• _What the exercise asks_
Restate word for word the lines of the records below, starting at the line that contains "Mark the blue wall." and ending at the line that contains "Mark the standing woman.", with both of those lines included and nothing else.
==*==
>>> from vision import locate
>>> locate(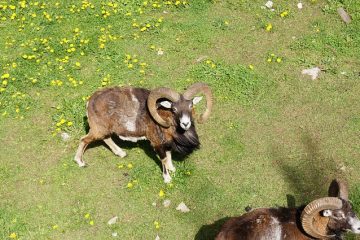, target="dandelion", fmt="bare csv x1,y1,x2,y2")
75,62,81,67
52,224,59,230
84,213,90,219
276,57,282,63
67,121,73,126
127,182,133,188
1,73,10,79
159,189,165,197
248,64,254,70
89,220,94,225
266,23,272,32
280,11,289,18
118,164,124,169
9,233,17,239
154,221,160,229
127,163,133,169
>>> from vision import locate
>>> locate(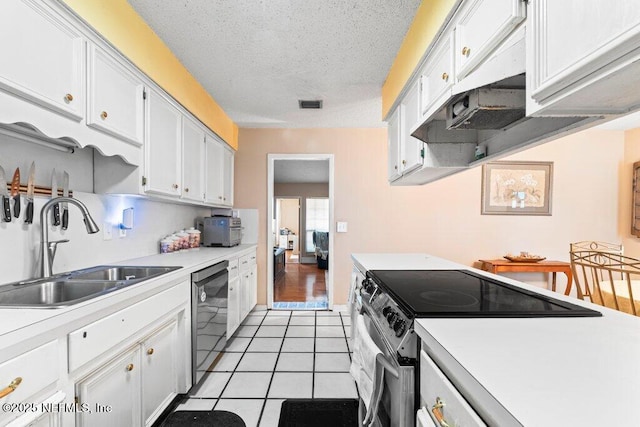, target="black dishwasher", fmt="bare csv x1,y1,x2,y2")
191,260,229,386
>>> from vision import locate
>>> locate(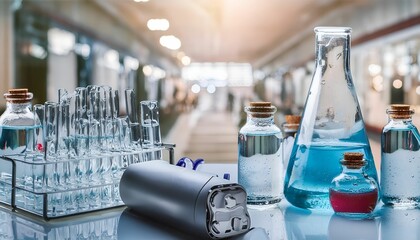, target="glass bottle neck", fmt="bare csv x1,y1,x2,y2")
341,166,364,174
247,114,275,126
315,32,351,71
6,101,32,112
388,116,413,124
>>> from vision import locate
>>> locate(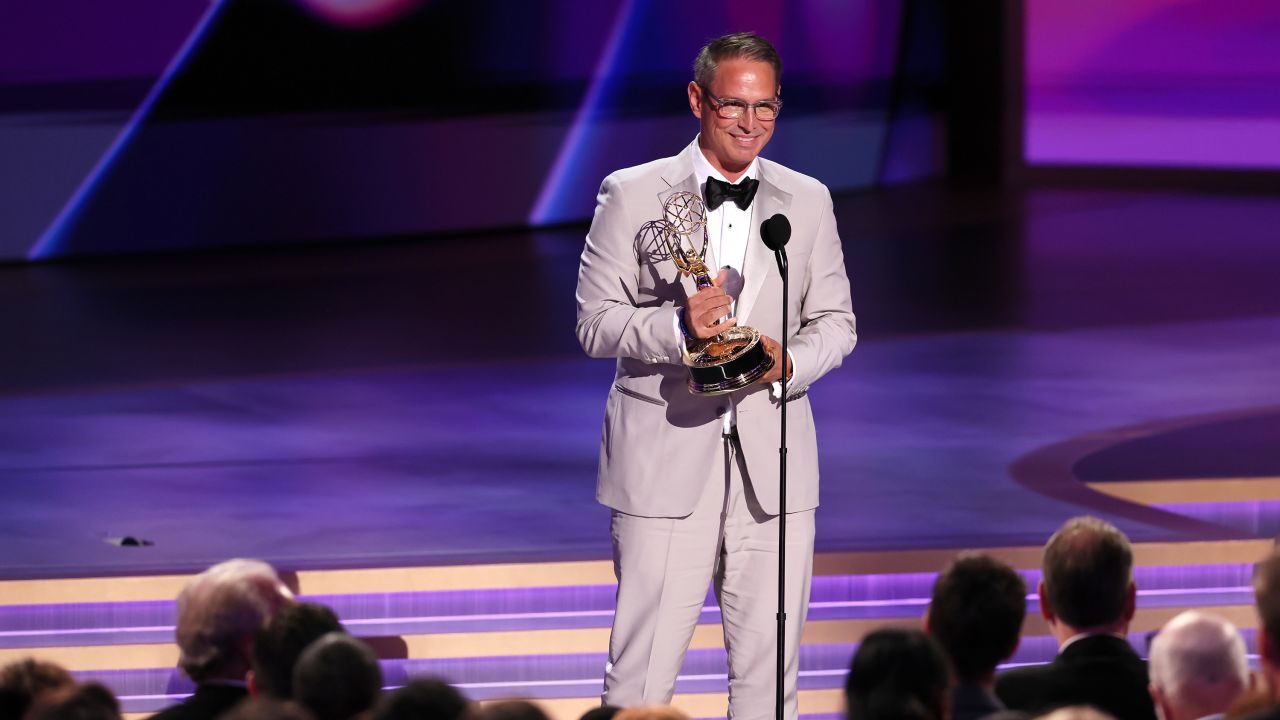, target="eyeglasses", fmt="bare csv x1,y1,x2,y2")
700,86,782,121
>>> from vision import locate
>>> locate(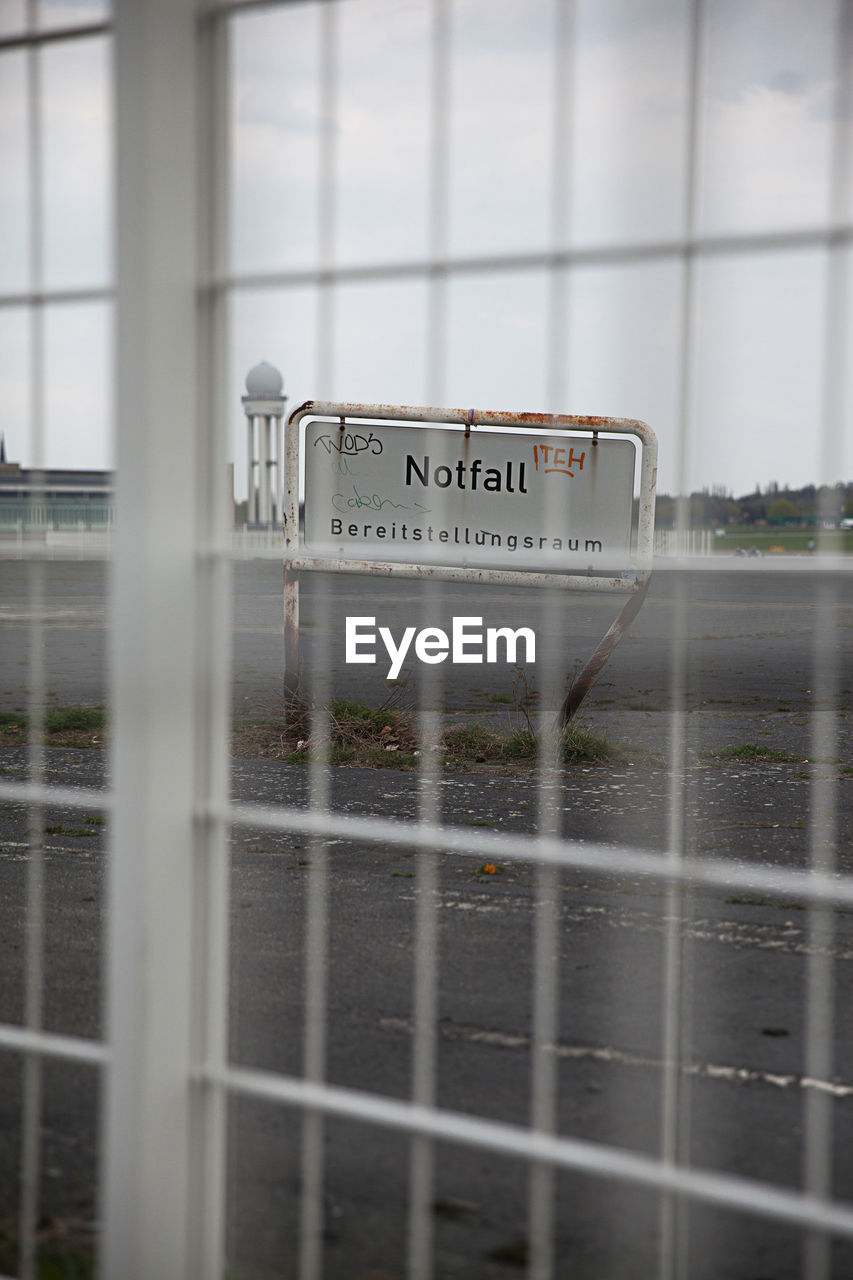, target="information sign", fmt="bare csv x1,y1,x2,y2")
302,418,637,574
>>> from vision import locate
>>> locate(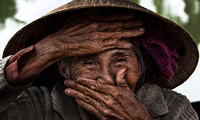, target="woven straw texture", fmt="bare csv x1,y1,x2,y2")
3,0,199,89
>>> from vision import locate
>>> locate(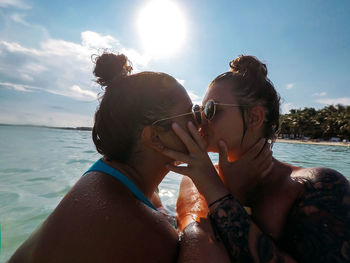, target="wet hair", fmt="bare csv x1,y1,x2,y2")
92,52,180,163
210,55,280,142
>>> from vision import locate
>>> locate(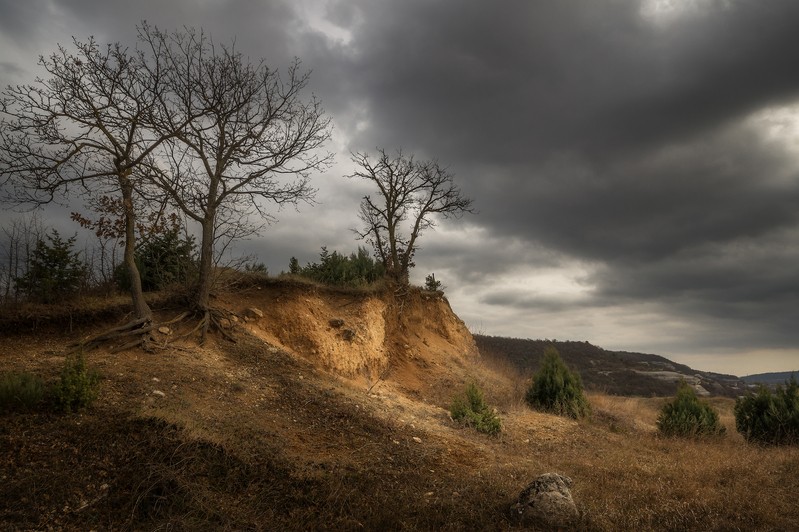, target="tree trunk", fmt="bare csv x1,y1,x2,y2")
194,214,216,311
120,175,152,321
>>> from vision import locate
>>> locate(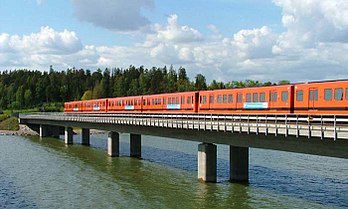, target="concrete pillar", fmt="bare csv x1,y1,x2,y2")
130,134,141,158
230,146,249,183
81,128,90,146
198,143,217,182
40,125,60,138
108,132,119,157
65,127,73,145
40,125,49,137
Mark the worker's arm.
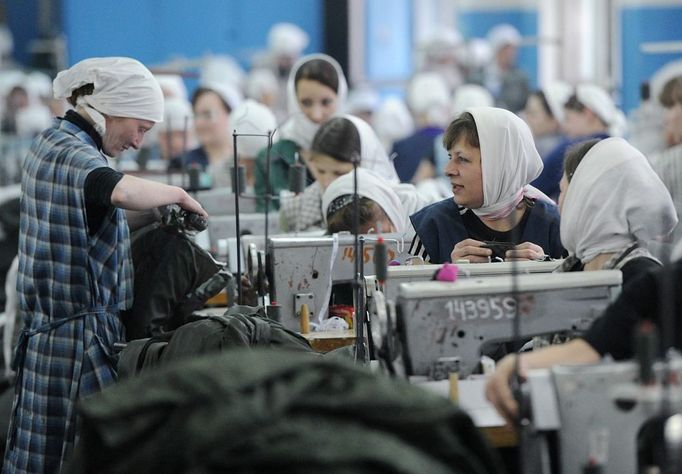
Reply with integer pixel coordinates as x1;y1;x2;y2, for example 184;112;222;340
111;175;207;217
484;339;600;426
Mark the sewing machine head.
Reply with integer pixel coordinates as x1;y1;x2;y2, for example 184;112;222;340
267;233;411;331
526;355;682;474
388;270;622;378
365;260;563;302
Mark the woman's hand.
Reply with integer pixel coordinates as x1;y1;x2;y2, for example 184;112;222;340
450;238;493;263
485;354;525;426
505;242;544;261
178;191;208;218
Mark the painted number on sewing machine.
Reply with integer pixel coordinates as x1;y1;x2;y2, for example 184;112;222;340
444;296;516;322
341;246;396;264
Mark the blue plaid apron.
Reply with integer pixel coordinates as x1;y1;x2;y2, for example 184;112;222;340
4;117;133;473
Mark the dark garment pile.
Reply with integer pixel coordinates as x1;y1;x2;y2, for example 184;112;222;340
0;197;19;308
66;349;502;474
117;305;314;378
120;224;231;340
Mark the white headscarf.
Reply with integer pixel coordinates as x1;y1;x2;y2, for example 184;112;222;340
155;74;188;100
467;107;549;219
53;57;164;136
198;80;242;112
407;72;450;126
344;115;399;183
232;99;278;158
487;24;522;53
268;23;309;57
575;84;617;126
159;97;193;132
278;53;348;150
322;168;424;233
543;81;572;123
451;84;494;116
561;137;678;263
373;97;415;152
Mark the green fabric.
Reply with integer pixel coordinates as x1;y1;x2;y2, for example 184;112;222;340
67;350;503;474
254;139;301;211
117;306;314;378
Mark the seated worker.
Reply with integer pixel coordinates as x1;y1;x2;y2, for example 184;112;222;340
531;84;617;200
322;167;427;234
161;97;196;171
409;107;564;264
279;115;399;232
485;259;682;426
254;54;348;211
558;137;677;283
650;75;682;250
522;82;571;159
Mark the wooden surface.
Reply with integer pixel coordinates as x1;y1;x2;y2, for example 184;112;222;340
301;329;356;353
205;291;228;307
481;425;518;448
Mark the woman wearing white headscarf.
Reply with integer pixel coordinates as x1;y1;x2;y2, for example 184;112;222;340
323;168;425;234
410;107;563;264
5;57;207;473
532;83;619;200
254;53;348;211
279;114;398;232
185;80;242;187
231;99;278;189
558;137;676;282
522;81;571;159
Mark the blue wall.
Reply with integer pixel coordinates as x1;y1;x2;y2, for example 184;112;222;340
6;0;41;66
457;8;538;89
621;5;682;113
60;0;322;69
365;0;412;96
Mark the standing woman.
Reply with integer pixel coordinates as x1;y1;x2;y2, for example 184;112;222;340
254;53;347;211
185;81;242;188
5;57;206;472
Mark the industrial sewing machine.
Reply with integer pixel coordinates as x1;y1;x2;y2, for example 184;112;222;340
365;260;563;303
525;357;682;473
380;271;622;379
267;233;412;331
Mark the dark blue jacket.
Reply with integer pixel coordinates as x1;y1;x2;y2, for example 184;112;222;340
168;147;209;172
391;126;443;183
410;198;564;264
531;133;609;200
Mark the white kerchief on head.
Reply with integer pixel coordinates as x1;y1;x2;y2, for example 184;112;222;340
407;72;450;126
279;53;348;150
451;84;493;117
160;97;193;132
344;114;399;183
199;80;242;112
322;168;423;233
467;107;547;219
268;23;309;57
232;99;278;158
53;57;164;136
155;74;188;100
560;137;678;263
543;81;572;123
575;84;616;126
374;97;414;151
==*==
• _Finished exercise_
Mark the blue wall.
Reply with integer pixel coordinates as x1;y1;x2;y2, for example 184;112;222;340
6;0;41;66
457;8;538;89
621;5;682;113
60;0;322;69
365;0;412;96
Mark the standing woman.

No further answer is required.